After the ram moved along we ended the call stand and started up the valley once more.  During our walk, we constantly scanned our surroundings and the old road we were following.  My hope was to find a lion track in the interstate highway of deer and elk tracks the road had become.  Our progress was halted when it came time to cross the river.  The bridge that had once provided safe passage across the river was no more.  Certainly the bridge was another one of the many victims of the torrential downpour that drowned the Colorado Mountains this previous September.   We eventually were able to secure a crossing but this came in at the same time as the beginning of steady strong winds.  Hand calling animals in strong wind is akin to attempting a conversation at a rock concert while standing next to a giant speaker.  Simply put, it is a waste of time.   After a snack and a discussion we decided to return to the truck and head into the high country in search of tracks in possible remaining snowfall.  We began to walk back down the old road in the valley floor, and that is when we discovered it.

Provided data =
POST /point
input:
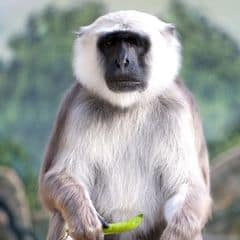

Your objective = Write the next part of the account of searching the valley for lion tracks, beginning right after its final sentence. None of the lines are needed here.

Expected output =
My 308 rifle cartridges are exactly 2 and ¾ inches in length, and that is the width of the lion track we found in the middle of the road.   Somehow we had missed them on the approach to the downed bridge.  It was very apparent the tracks were fresh, and they faced down the road and directly toward our previous call stand.  We were able to follow the lion for about 50 feet before his tracks were lost in the grass on the side of the road.  Another thirty minutes of fruitless searching turned up no further sign of his presence.  We decided on one of two likely scenarios:  The first is that we had called the lion in on the second call stand and missed his approach on the road, perhaps while enthralled by the Ram.  Or the second scenario is that the lion had walked down the road earlier that morning and was now somewhere else in the valley.  Either way, we were lost to the lion’s current location.  We set up a third call stand, hoping the cat was still in the area.  An hour produced nothing more than two chilled hunters with tired lungs.  It was hopeless.  The lion either could not hear us because of the howling wind, or was simply gone.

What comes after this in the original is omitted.